Direction: Output the material verbatim from the line with "In the photo below, where can the trimmed" to the line with "column 243, row 275", including both of those lines, and leave the pictures out.

Material for this task:

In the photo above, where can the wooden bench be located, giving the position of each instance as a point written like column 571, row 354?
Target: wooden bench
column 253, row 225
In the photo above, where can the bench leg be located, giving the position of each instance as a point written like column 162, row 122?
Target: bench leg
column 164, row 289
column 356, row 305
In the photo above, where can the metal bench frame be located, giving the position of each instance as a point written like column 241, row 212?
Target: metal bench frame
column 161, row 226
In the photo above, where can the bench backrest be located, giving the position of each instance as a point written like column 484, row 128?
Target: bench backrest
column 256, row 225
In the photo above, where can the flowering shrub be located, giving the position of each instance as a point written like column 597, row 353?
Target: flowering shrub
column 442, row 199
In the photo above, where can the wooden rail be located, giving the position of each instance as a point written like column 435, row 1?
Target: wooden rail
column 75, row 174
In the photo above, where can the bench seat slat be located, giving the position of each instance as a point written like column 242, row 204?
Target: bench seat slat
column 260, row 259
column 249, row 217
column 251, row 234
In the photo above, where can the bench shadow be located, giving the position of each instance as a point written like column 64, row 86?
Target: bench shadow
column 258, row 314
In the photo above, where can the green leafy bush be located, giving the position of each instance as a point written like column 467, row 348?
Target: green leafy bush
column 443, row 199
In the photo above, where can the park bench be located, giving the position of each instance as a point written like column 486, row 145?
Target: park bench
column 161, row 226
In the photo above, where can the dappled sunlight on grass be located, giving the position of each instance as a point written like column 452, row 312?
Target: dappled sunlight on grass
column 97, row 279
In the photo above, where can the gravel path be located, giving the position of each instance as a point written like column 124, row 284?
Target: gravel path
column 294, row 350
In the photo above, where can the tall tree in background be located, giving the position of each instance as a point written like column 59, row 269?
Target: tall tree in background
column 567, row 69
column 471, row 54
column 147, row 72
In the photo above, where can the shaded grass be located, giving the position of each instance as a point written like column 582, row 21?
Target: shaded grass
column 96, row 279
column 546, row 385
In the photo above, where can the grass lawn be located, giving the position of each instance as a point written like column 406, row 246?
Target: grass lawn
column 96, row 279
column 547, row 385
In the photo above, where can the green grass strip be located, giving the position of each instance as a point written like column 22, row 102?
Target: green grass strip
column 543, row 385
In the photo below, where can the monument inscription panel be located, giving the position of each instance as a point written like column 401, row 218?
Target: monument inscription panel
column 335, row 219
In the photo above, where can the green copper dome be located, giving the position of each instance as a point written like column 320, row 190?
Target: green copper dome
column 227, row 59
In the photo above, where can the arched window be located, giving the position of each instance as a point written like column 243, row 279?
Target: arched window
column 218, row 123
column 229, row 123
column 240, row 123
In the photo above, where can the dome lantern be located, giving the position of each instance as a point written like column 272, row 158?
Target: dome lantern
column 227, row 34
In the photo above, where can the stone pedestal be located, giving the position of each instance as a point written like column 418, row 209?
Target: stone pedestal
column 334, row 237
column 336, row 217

---

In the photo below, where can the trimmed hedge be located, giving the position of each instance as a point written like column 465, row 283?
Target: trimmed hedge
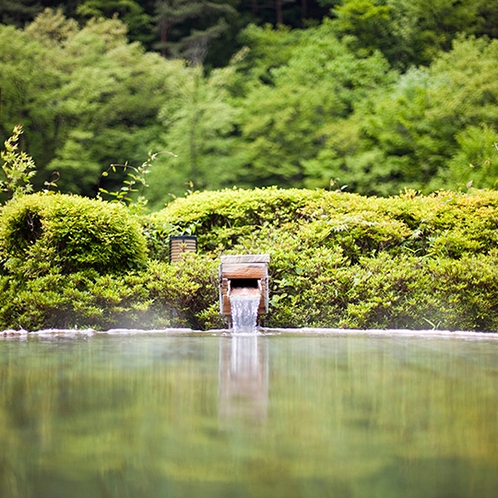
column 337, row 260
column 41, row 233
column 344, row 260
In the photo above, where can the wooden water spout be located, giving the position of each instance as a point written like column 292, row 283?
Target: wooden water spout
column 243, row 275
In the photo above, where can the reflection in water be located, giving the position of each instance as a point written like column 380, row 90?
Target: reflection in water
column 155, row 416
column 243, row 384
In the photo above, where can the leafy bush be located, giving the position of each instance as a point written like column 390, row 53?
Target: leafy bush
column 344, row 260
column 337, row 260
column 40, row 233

Problem solution:
In the photo below, where can the trimmed hedge be located, giving the position of each instance as a point written like column 465, row 283?
Target: trimmed hedge
column 337, row 260
column 41, row 233
column 344, row 260
In the photo above, where can the wooden water spout be located, giving the position of each instance as a point written like column 292, row 283?
Target: wooden water spout
column 243, row 275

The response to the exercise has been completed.